Each line from the first line of the entries through the line holding "# each instance of the green grass" is to be restated word for word; nothing else, and no picture, belongs in the answer.

----

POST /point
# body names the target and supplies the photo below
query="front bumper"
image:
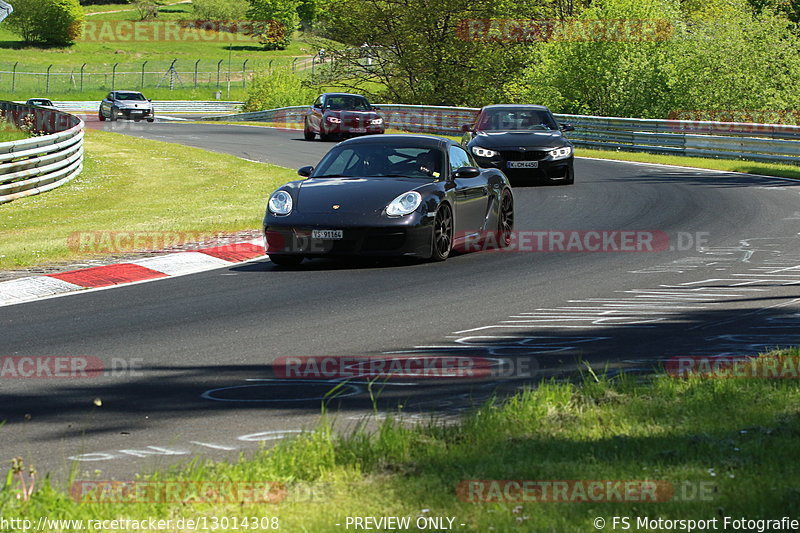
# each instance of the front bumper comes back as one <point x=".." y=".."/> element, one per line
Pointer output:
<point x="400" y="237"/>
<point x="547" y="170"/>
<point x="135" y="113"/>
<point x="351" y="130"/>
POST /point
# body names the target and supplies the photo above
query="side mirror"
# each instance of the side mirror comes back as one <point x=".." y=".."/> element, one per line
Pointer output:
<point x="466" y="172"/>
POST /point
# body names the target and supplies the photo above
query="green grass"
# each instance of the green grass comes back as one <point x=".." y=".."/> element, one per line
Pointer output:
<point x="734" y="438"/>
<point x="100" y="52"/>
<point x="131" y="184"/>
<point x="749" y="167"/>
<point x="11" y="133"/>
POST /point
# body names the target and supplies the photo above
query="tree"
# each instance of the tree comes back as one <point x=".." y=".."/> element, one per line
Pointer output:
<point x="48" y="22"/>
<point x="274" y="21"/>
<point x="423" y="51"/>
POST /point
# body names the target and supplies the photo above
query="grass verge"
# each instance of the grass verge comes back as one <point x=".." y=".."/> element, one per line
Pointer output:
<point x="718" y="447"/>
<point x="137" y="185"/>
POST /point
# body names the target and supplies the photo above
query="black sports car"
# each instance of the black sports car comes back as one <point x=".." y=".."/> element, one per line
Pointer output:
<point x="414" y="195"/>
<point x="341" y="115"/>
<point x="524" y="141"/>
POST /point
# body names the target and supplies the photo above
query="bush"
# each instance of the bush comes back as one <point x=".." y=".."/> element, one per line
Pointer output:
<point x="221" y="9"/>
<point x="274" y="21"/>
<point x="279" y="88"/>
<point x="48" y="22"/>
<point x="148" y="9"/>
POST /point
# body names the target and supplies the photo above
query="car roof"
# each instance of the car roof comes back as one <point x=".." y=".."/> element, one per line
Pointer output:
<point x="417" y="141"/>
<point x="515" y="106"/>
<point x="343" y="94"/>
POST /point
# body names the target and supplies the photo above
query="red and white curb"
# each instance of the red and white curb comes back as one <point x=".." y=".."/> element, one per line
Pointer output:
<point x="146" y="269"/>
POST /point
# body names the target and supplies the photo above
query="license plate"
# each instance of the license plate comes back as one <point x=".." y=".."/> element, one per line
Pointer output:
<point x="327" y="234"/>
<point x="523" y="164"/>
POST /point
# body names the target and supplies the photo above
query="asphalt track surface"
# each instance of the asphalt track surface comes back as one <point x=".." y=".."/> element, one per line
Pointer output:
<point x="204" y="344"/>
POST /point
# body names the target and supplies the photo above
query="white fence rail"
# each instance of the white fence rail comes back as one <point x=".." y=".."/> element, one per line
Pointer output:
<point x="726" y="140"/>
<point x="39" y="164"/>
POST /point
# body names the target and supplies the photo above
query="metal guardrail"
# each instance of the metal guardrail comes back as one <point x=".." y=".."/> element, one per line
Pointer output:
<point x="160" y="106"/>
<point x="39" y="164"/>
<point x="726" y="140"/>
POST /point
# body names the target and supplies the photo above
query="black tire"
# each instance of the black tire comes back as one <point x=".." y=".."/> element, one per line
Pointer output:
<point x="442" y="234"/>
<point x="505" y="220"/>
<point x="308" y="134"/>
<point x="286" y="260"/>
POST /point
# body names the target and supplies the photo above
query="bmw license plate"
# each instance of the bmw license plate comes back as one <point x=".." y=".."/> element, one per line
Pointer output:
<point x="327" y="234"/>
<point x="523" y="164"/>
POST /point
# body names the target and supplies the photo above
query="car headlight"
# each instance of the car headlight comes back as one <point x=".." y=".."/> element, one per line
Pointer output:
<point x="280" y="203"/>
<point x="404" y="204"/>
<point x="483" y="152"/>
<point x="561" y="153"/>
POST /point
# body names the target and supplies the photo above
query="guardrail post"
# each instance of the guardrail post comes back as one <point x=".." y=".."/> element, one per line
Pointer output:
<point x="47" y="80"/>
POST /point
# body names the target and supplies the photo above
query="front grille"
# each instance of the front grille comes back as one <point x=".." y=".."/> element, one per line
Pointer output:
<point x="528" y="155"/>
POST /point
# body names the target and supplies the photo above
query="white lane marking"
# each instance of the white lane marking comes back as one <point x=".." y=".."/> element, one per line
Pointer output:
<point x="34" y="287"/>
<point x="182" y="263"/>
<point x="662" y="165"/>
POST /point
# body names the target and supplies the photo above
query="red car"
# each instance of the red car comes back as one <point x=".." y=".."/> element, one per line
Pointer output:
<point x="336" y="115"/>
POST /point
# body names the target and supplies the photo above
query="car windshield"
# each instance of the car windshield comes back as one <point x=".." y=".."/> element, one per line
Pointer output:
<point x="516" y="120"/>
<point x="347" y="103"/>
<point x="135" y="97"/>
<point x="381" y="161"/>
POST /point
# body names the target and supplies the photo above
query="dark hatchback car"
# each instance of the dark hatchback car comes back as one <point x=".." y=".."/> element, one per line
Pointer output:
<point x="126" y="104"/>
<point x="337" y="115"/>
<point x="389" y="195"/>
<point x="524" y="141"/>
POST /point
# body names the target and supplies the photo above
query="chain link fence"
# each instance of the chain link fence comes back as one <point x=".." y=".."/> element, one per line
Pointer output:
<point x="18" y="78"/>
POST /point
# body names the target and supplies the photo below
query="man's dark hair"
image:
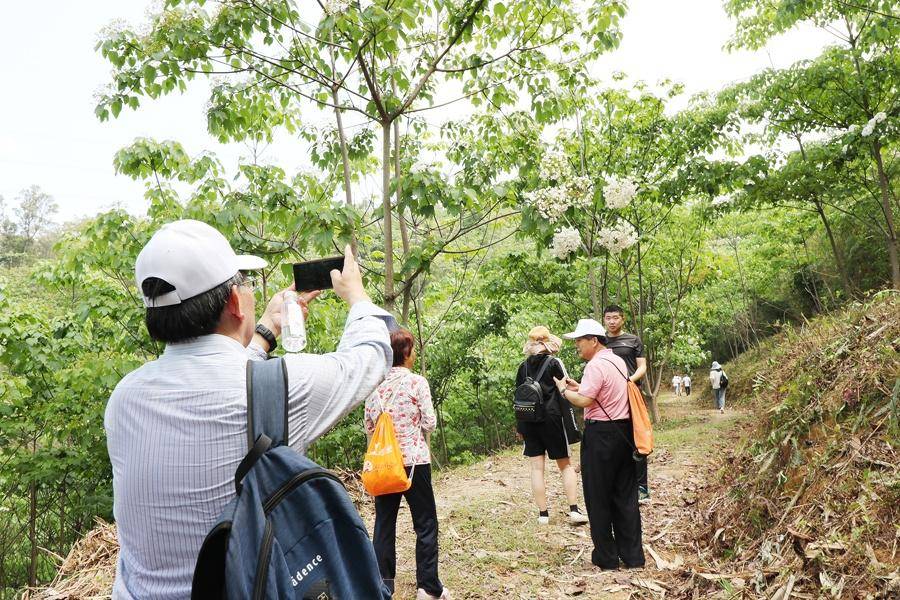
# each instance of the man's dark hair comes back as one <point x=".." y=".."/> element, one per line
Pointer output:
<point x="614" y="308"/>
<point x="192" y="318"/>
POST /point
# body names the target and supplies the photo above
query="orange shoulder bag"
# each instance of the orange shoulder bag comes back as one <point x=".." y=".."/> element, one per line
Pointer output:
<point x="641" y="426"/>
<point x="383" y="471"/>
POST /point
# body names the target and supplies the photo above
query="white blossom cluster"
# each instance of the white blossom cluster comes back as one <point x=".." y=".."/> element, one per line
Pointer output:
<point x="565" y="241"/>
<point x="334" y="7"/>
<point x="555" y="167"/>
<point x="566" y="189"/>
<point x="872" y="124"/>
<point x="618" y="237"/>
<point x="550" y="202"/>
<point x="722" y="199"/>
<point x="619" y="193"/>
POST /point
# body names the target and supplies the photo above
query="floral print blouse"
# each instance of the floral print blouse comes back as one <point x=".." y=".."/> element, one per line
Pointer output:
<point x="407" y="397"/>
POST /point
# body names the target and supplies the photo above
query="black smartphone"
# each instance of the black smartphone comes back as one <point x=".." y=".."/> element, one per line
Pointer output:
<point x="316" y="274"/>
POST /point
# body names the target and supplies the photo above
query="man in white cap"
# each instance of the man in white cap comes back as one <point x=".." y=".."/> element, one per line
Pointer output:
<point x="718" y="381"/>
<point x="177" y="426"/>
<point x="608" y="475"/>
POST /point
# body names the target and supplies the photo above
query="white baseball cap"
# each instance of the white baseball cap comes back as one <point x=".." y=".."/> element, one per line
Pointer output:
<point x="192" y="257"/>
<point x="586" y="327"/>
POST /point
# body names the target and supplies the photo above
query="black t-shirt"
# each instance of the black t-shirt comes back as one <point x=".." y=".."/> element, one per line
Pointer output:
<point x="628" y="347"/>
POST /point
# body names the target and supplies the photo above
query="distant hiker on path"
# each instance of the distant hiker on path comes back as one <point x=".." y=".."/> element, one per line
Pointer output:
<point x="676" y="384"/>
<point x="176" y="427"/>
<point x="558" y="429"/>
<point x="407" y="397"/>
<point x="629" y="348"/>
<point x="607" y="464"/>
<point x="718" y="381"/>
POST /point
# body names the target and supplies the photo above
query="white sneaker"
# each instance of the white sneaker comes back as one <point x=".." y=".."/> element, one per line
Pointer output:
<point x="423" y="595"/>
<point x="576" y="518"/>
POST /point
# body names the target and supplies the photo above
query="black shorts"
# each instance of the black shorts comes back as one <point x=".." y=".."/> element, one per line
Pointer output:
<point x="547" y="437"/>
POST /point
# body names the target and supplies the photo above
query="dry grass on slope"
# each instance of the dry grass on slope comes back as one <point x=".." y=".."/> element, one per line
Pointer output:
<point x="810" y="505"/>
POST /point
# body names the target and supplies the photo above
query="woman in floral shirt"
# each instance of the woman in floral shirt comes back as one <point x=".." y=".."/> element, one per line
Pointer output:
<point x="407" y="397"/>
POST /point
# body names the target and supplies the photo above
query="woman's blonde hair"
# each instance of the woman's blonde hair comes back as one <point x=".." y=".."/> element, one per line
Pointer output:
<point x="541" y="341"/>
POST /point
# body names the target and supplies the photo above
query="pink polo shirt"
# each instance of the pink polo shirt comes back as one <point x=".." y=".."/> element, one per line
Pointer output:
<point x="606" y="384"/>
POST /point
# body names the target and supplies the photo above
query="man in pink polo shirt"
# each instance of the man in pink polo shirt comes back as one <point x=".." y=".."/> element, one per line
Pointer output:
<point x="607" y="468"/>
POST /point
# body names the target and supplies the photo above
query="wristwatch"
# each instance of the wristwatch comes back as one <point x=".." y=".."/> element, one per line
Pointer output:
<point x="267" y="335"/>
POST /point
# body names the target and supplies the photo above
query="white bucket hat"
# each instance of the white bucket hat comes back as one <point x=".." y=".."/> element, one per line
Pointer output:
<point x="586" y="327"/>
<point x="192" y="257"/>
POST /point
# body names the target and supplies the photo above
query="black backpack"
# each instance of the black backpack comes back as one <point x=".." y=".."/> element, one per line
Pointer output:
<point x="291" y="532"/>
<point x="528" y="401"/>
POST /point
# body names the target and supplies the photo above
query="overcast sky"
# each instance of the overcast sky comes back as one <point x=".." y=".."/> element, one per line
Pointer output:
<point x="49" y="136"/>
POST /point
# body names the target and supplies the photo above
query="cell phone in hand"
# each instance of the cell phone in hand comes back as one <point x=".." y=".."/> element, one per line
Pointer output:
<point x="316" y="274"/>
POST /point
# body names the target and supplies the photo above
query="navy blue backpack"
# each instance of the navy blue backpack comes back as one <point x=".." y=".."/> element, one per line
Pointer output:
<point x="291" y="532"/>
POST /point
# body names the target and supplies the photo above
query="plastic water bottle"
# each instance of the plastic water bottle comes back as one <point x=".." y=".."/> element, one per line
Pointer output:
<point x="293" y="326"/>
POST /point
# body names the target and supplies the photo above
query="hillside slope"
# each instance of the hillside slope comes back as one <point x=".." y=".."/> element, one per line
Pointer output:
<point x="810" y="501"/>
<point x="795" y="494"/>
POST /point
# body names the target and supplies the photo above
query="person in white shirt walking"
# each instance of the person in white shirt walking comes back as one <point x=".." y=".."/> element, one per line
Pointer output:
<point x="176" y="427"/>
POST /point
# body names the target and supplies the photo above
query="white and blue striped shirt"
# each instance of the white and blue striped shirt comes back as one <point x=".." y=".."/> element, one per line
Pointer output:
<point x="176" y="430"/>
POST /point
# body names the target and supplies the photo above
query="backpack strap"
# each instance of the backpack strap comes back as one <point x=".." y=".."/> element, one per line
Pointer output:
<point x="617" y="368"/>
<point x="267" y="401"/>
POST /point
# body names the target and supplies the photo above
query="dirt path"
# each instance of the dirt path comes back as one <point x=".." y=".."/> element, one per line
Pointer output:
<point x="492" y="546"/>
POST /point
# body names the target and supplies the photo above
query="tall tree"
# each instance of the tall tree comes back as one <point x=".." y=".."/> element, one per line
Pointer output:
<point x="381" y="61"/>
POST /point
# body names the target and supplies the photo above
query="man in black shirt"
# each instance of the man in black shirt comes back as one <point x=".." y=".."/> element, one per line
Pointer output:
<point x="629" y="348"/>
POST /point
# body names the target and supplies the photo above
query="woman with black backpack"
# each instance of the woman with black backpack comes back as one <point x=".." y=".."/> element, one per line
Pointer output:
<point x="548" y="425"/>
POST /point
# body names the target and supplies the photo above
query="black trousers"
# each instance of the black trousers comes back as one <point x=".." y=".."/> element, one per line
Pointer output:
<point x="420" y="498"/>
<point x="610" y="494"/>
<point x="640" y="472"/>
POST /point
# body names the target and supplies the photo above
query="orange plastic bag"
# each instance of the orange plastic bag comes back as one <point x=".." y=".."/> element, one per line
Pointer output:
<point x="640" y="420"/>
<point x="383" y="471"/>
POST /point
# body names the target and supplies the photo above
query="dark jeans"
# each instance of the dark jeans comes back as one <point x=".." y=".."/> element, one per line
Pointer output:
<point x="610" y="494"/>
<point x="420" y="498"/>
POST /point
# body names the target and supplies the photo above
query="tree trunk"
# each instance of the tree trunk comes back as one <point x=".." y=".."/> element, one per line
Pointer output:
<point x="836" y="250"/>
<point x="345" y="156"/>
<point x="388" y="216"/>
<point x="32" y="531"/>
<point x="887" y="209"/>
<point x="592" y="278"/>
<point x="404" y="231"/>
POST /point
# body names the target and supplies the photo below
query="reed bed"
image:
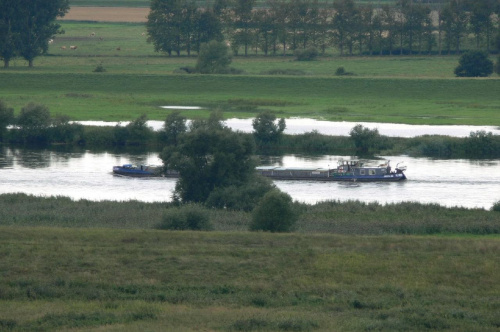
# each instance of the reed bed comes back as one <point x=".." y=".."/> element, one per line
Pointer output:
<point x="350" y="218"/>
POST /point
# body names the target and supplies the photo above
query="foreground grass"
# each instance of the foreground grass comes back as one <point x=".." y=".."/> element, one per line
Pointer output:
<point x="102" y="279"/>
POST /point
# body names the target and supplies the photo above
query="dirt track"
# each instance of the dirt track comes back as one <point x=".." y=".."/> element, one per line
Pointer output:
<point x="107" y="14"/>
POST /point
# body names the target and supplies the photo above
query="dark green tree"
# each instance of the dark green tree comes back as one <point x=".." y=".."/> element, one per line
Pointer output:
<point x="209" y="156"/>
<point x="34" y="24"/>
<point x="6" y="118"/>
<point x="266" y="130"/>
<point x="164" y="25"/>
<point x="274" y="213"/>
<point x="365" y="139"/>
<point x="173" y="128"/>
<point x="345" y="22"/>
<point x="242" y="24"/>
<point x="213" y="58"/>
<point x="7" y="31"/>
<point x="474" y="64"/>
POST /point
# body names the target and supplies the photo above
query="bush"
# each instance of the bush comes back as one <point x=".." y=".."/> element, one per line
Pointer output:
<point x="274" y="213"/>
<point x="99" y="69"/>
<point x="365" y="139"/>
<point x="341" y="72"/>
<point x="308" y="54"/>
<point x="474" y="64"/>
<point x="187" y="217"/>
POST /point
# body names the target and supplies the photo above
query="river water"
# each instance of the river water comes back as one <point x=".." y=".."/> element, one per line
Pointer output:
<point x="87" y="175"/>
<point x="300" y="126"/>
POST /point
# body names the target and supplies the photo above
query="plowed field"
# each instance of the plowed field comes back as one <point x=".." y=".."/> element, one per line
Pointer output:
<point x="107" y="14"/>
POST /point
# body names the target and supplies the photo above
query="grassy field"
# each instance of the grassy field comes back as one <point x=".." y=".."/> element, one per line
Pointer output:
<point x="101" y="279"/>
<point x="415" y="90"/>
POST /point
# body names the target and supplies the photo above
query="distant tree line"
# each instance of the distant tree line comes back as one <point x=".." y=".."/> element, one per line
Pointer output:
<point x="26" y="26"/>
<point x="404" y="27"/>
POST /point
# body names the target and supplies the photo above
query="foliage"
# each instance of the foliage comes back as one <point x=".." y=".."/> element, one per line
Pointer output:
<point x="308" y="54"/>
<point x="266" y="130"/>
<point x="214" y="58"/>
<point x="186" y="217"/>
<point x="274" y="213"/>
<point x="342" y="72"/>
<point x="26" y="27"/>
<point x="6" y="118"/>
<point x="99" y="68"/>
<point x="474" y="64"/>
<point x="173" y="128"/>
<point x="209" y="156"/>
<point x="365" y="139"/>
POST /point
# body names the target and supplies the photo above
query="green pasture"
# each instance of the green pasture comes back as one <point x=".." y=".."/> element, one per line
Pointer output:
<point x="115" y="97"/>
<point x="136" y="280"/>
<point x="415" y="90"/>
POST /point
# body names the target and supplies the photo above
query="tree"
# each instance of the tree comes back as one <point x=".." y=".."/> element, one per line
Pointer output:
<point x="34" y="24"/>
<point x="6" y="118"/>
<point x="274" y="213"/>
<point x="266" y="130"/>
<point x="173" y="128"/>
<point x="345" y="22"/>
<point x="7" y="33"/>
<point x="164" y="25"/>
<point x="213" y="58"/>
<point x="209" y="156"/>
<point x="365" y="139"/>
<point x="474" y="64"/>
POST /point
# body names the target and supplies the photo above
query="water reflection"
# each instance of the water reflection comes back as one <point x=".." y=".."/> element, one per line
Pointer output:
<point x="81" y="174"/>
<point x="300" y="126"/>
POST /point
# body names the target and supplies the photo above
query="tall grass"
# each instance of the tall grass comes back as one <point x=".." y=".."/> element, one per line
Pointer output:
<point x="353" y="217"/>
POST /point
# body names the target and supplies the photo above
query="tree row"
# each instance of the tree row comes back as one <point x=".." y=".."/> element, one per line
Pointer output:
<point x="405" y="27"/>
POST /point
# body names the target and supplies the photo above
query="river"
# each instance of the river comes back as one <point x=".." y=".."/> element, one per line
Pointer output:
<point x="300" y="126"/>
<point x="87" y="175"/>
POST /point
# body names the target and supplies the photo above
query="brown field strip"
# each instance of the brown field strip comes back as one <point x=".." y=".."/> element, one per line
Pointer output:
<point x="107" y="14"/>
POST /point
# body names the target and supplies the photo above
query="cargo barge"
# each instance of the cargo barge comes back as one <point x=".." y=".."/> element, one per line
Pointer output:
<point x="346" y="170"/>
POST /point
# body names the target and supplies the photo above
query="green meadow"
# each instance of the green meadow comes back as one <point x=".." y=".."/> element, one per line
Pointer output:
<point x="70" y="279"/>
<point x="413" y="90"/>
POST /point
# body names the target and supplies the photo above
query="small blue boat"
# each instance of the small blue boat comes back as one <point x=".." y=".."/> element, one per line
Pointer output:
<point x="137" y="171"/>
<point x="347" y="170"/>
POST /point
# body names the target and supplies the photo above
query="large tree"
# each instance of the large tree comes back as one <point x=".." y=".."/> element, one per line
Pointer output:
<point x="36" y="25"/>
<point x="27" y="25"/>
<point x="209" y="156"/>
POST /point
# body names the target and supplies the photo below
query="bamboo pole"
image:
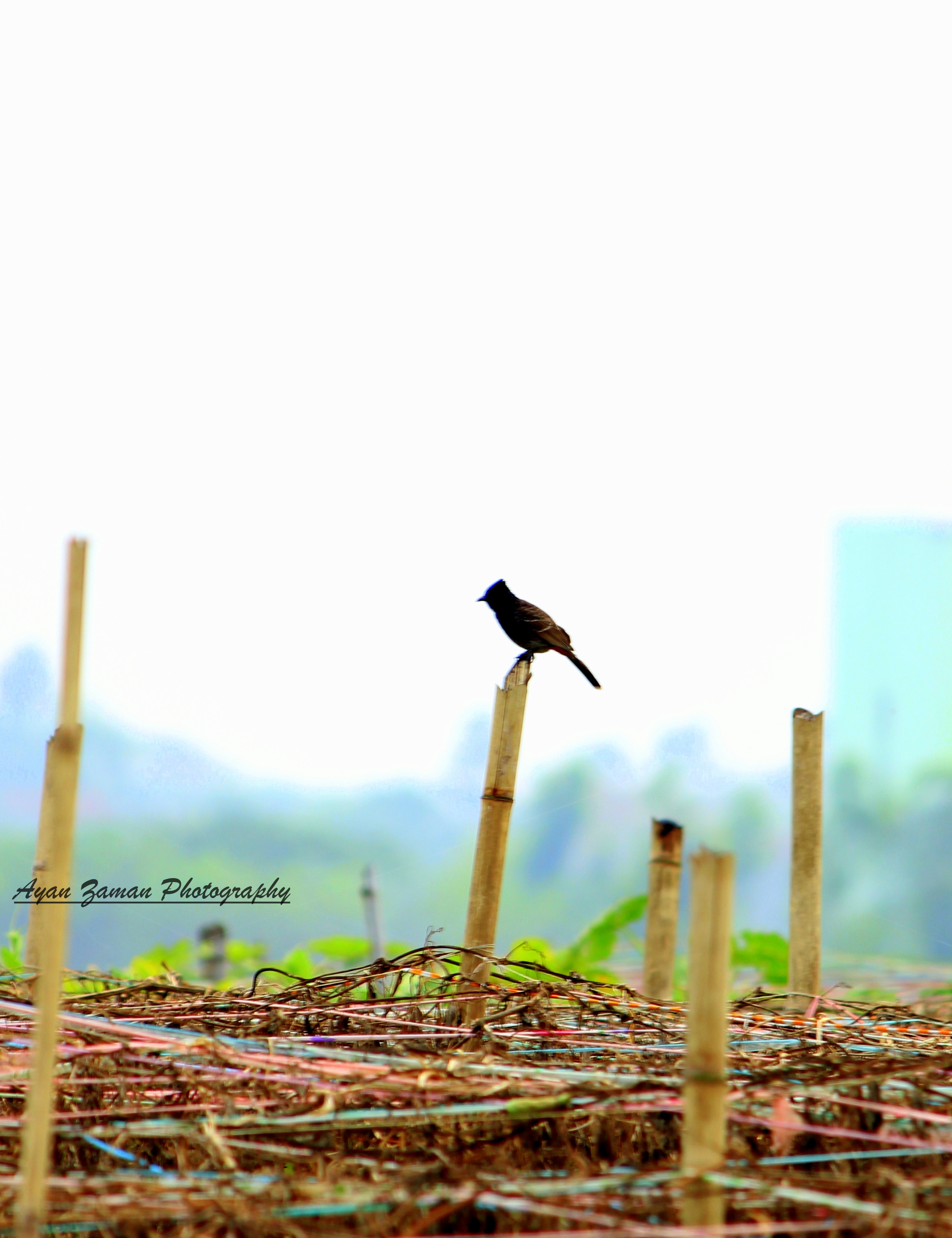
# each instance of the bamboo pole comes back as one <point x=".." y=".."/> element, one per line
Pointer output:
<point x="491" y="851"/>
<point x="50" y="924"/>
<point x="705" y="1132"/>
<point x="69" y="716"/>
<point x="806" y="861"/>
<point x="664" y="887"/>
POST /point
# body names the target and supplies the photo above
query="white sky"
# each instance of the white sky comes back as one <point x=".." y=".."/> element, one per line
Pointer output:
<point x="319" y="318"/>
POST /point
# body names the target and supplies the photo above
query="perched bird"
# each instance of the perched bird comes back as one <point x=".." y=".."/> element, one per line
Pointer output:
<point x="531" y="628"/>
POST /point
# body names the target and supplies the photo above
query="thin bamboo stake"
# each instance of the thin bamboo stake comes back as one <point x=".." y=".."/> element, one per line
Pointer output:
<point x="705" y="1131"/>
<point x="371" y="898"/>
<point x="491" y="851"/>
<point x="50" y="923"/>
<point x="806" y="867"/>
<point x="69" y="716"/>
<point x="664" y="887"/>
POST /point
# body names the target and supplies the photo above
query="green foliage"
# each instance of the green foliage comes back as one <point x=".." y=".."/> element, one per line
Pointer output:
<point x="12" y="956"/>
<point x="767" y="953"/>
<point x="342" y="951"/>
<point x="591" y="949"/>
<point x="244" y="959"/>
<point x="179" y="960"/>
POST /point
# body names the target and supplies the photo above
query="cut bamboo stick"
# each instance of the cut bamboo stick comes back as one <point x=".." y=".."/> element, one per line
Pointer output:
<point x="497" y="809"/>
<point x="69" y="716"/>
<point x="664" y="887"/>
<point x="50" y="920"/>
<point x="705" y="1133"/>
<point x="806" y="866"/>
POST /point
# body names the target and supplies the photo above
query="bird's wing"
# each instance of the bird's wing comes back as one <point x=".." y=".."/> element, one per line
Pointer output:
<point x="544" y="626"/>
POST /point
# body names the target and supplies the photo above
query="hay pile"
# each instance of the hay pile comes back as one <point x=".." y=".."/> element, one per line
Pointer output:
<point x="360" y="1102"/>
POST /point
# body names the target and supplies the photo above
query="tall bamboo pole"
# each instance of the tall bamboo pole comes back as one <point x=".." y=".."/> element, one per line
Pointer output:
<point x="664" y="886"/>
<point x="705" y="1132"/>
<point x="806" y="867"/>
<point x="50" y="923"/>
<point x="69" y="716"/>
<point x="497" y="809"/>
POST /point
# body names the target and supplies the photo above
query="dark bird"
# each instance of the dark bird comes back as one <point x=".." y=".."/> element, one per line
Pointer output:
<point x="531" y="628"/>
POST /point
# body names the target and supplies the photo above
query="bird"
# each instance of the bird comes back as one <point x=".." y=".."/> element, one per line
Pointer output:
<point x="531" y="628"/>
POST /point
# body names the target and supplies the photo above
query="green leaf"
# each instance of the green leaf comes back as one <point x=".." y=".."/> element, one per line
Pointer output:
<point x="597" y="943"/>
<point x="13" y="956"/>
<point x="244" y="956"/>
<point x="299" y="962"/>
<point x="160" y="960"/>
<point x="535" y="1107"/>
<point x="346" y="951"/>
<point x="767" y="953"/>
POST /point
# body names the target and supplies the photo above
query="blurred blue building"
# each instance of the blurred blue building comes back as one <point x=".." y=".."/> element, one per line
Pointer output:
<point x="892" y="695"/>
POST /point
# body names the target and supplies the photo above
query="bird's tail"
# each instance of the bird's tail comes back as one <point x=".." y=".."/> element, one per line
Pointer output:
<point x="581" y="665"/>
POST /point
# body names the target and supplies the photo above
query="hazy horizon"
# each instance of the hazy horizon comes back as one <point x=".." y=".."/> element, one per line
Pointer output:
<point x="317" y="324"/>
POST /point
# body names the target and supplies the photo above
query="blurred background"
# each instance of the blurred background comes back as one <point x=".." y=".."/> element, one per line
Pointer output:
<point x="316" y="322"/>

----

# Solution below
POST /point
# body names the target and supplies the photo below
query="front bumper"
image:
# each instance of the front bumper comes back as one <point x=".." y=".."/> element, one per line
Pointer output:
<point x="400" y="237"/>
<point x="547" y="170"/>
<point x="135" y="113"/>
<point x="351" y="130"/>
POST /point
# body names the target and supplies the photo above
query="side mirror"
# each instance of the side mirror comes back as one <point x=".." y=".."/> element, one per line
Pointer output:
<point x="466" y="172"/>
POST /point
# body names the target and supplies the photo above
query="green grass"
# each instance of the green grass comes back as one <point x=".." y=".."/> element, one per line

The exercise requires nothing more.